• **Requirement**
Rewrite all of the records below, swapping every occurrence of "appear" for "show up" and leaving everything else unchanged.

• **Given records**
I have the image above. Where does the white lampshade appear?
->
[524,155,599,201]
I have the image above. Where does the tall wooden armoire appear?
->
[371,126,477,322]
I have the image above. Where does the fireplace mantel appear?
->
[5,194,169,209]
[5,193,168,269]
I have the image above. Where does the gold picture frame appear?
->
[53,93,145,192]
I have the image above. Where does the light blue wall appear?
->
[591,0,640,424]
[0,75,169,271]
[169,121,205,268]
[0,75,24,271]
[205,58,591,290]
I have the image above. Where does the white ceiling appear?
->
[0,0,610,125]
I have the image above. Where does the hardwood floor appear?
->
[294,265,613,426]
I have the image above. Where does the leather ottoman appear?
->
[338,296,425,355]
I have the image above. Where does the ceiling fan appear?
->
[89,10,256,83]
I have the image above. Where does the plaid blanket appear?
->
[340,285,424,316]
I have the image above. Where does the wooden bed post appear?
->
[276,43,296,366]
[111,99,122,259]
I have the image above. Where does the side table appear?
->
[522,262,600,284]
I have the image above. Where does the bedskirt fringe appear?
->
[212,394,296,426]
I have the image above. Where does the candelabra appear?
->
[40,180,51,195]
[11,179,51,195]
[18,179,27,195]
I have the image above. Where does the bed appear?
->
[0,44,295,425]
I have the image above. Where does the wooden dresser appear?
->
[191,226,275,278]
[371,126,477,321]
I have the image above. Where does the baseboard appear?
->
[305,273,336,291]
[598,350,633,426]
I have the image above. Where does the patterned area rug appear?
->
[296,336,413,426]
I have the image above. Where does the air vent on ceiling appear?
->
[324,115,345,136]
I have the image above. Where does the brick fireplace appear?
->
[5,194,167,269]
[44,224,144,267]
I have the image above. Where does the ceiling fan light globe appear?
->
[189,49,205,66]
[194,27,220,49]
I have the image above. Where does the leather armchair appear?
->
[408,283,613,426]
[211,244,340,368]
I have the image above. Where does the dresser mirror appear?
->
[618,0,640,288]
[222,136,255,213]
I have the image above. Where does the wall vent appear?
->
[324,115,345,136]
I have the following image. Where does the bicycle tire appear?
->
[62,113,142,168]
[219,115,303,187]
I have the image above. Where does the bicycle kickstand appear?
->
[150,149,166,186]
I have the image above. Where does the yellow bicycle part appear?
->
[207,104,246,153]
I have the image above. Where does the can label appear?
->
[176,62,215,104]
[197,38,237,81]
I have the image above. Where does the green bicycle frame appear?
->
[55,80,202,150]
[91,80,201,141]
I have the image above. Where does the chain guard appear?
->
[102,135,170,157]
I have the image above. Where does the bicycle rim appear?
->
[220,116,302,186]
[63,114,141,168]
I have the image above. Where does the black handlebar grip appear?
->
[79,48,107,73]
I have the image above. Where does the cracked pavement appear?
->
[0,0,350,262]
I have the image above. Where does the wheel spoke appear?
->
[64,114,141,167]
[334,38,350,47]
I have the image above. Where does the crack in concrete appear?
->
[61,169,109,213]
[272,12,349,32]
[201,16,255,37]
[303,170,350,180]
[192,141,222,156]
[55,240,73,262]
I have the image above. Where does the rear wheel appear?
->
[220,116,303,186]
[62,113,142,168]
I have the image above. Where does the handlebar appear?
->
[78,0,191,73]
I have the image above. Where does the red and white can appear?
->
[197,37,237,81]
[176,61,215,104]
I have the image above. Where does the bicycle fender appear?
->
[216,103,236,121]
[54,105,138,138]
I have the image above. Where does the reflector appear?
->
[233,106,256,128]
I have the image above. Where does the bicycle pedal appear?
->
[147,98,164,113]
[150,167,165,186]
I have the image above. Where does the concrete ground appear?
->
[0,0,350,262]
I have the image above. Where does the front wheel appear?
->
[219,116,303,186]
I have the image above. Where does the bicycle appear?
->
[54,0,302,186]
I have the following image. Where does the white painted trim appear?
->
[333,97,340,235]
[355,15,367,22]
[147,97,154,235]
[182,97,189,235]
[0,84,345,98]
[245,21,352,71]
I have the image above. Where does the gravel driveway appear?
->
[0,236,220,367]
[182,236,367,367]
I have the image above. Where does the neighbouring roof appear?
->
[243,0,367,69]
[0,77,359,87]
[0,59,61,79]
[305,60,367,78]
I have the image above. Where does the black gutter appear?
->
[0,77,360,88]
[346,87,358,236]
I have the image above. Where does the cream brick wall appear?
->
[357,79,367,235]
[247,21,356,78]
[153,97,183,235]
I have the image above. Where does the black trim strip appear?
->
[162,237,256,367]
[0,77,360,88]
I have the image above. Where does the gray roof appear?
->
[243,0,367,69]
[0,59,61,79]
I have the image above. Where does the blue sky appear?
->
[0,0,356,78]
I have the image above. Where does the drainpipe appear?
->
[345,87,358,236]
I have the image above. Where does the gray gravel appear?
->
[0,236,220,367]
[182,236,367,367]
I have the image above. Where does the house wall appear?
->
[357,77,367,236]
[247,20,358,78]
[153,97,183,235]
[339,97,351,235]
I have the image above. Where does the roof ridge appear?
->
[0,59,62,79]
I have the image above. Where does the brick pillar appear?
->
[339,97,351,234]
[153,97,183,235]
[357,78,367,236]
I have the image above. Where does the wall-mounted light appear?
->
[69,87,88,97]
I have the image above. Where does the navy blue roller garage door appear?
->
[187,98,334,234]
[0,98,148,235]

• **Result below**
I have the image above. Where does the white lampshade show up?
->
[524,155,599,201]
I have the image above. Where does the tall wooden armoire show up?
->
[371,126,477,322]
I have the image above. Where does the fireplace mantel show up?
->
[5,194,169,209]
[5,193,168,269]
I have the image above. Where does the gold picture frame show up?
->
[53,93,145,192]
I have the image above. Where does the light blue wall show up?
->
[591,0,640,424]
[0,75,169,271]
[169,121,205,268]
[0,75,24,271]
[205,58,591,290]
I have the image above. Where does the white ceiling show up?
->
[0,0,610,125]
I have the image above. Where does the hardwood floor show up?
->
[294,265,613,426]
I have the image above. Where does the leather ottoman show up?
->
[338,296,425,355]
I have the image above. Where does the ceiling fan show up?
->
[89,10,256,83]
I have the image above. Where does the plaid blanket show up?
->
[340,285,424,316]
I have the image above. Where does the wooden bed post show up?
->
[276,43,296,366]
[111,99,122,259]
I have the image above. Where does the side table show up?
->
[522,262,600,284]
I have the image above. Where does the bedskirt fringe show up?
->
[212,394,296,426]
I have the image above. Where does the candelabra show up?
->
[40,180,51,195]
[11,179,51,195]
[18,179,27,195]
I have the image above. Where does the bed show up?
->
[0,44,295,425]
I have the image above. Where does the wooden dresser show up?
->
[191,226,275,278]
[371,126,477,321]
I have the image above. Where does the baseboard show up?
->
[305,273,336,291]
[598,350,633,426]
I have the image above. Where does the patterned area rug show up?
->
[296,336,413,426]
I have the image above. Where does the air vent on ceiling show up?
->
[324,115,345,136]
I have the image above. Where does the brick fireplace show up?
->
[5,194,167,269]
[44,224,144,267]
I have the image above. Where does the ceiling fan light globe show up?
->
[189,49,205,66]
[194,27,220,49]
I have the image above. Where does the leather armchair show up?
->
[408,283,613,426]
[211,244,340,368]
I have the image above. Where does the dresser mirror show up?
->
[618,0,640,288]
[222,136,255,213]
I have the image above. Where does the wall vent show up?
->
[324,115,345,136]
I have the following image. Where does the bicycle tire show up?
->
[62,113,142,168]
[219,115,303,187]
I have the image above. Where does the bicycle kickstand show up?
->
[150,149,166,186]
I have the image above. Where does the yellow bicycle part show up?
->
[207,104,246,153]
I have the image above. Where does the can label show up?
->
[176,62,215,104]
[197,38,237,81]
I have the image above. Where does the green bicycle frame show up?
->
[55,80,202,150]
[91,80,201,141]
I have the image above. Where does the chain guard show up?
->
[102,135,170,157]
I have the image above. Where does the bicycle rim show up?
->
[220,116,302,186]
[63,114,141,168]
I have the image above. Where does the black handlebar grip show up?
->
[79,48,107,73]
I have the image above. Where does the cracked pavement show up?
->
[0,0,350,262]
I have the image above. Where does the wheel spoke show up?
->
[64,114,141,167]
[334,38,350,47]
I have the image above. Where does the crack in concrete show up?
->
[61,169,109,213]
[272,12,349,32]
[201,16,255,37]
[303,170,350,180]
[192,141,222,156]
[55,240,73,262]
I have the image above. Where does the rear wheel show up?
->
[220,116,303,186]
[62,113,142,168]
I have the image above. Where does the handlebar show up?
->
[78,0,191,73]
I have the image above. Where does the red and white can show up?
->
[197,37,237,81]
[176,61,215,104]
I have the image above. Where does the bicycle fender show up?
->
[216,103,236,121]
[54,105,138,138]
I have the image above. Where does the reflector show up?
->
[233,106,256,128]
I have the image above. Where does the bicycle pedal show up?
->
[147,98,164,113]
[150,167,165,186]
I have the image above. Where does the concrete ground show up?
->
[0,0,350,262]
I have the image above. Where does the front wheel show up?
->
[219,116,303,186]
I have the image above. Where does the bicycle show up?
->
[54,0,302,186]
I have the following image. Where does the white painted trim show up?
->
[333,97,340,235]
[355,15,367,22]
[147,97,154,235]
[182,97,189,235]
[0,84,345,98]
[245,21,352,71]
I have the image above. Where does the gravel driveway show up?
->
[0,236,220,367]
[182,236,367,367]
I have the image above. Where does the neighbouring roof show up?
->
[243,0,367,69]
[0,77,359,87]
[0,59,61,79]
[305,60,367,78]
I have the image above. Where does the black gutter show up?
->
[0,77,360,88]
[346,87,358,236]
I have the image above. Where does the cream brick wall show up?
->
[357,79,367,235]
[247,21,356,78]
[153,97,183,235]
I have the image above. Where does the black trim strip show up?
->
[162,237,256,367]
[0,77,360,88]
I have the image above. Where does the gray roof show up?
->
[243,0,367,69]
[0,59,61,79]
I have the image above. Where does the blue sky show up?
->
[0,0,356,78]
I have the image above. Where does the drainpipe show up?
->
[345,87,358,236]
I have the image above. Where does the gray gravel show up?
->
[0,236,220,367]
[182,236,367,367]
I have the image above. Where does the house wall show up?
->
[357,77,367,236]
[247,20,358,78]
[153,97,183,235]
[339,97,351,235]
I have the image above. Where does the roof ridge show up?
->
[0,59,62,79]
I have the image above. Where does the brick pillar show up?
->
[339,97,351,234]
[153,97,183,235]
[357,78,367,236]
I have the image above. Where does the wall-mounted light show up?
->
[69,87,88,97]
I have the image above. Where does the navy blue roller garage door show up?
->
[187,98,334,234]
[0,98,148,235]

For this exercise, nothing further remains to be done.